■ Aim
Please convert every line of the rows below into a JSON list of strings, with one string per line and blank lines omitted.

■ Items from a data source
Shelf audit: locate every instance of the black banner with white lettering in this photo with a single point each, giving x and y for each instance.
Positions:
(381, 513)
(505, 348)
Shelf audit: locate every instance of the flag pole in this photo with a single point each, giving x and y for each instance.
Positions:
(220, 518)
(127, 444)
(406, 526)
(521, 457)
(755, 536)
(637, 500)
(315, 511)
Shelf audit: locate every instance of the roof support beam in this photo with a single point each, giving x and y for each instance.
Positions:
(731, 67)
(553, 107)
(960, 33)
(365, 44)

■ The completed task
[
  "Shelf audit: locate every instance of the black banner with white lettering in this photo with a single point each, giving x and y for each instance.",
  "Positions:",
  "(381, 513)",
  "(505, 348)",
  "Shelf audit: locate every instance of the flag pole in this photo with a single point each, giving x and y for each instance.",
  "Positions:",
  "(220, 518)",
  "(127, 444)",
  "(406, 526)",
  "(521, 457)",
  "(755, 536)",
  "(637, 500)",
  "(315, 511)",
  "Shelf audit: locate every instance of the roof support beam in this photo with a single point each, giving x and y for each instance.",
  "Positions:",
  "(731, 67)",
  "(553, 107)",
  "(960, 33)",
  "(365, 44)"
]